* ИСХОДНЫЙ ТЕКСТ *
::::

Людовику XII угрожали со всех сторон: швейцарцы напали на Ломбардию, испанский король собирался занять Наварру, английский — высадиться в Нормандии, а Максимилиан — вступить в войну. И было ясно, что окончательно все решится в Италии, на территории между Вероной и Миланом, между Комо и Болоньей.
Содерини тешил себя иллюзиями, что ему удастся удержать Флоренцию в стороне от конфликта с помощью небольшого числа копий, которые он готов был предоставить французской армии, дабы никто не подумал, что Флоренция не выполняет принятых на себя обязательств, и обеспечить тем самым будущую безопасность города. А утверждение о финансовом нездоровье Республики могло послужить алиби перед лицом папы, который желал, чтобы она тоже вступила в игру.
Первые успехи испано-папистских сил, которыми командовал вице-король Неаполя Рамон де Кардона, подтверждали правоту пессимистов. В январе лига разбила лагерь под стенами Болоньи. Юлий II, возможно, очень скоро заставит болонцев дорого заплатить за то, что те посмели обезглавить его бронзовую статую, из которой герцог Феррарский велел отлить пушку, назвав ее в насмешку Джулией.

::::

* ИСХОДНЫЙ МАТЕРИАЛ *
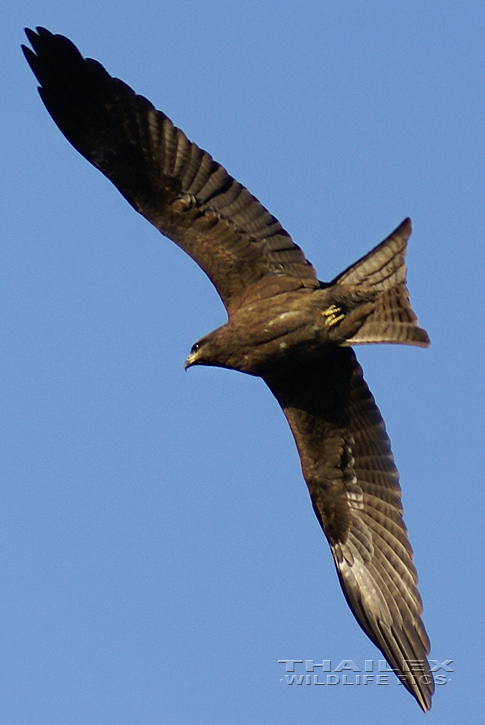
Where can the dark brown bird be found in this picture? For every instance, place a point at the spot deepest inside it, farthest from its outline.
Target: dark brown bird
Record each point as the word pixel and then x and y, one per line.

::::

* ЦЕЛЬ ЗАДАНИЯ *
Кто, согласно исходному тексту, командовал испано-папистскими силами?

* ОТВЕТ *
Вице-король Неаполя Рамон де Кардона.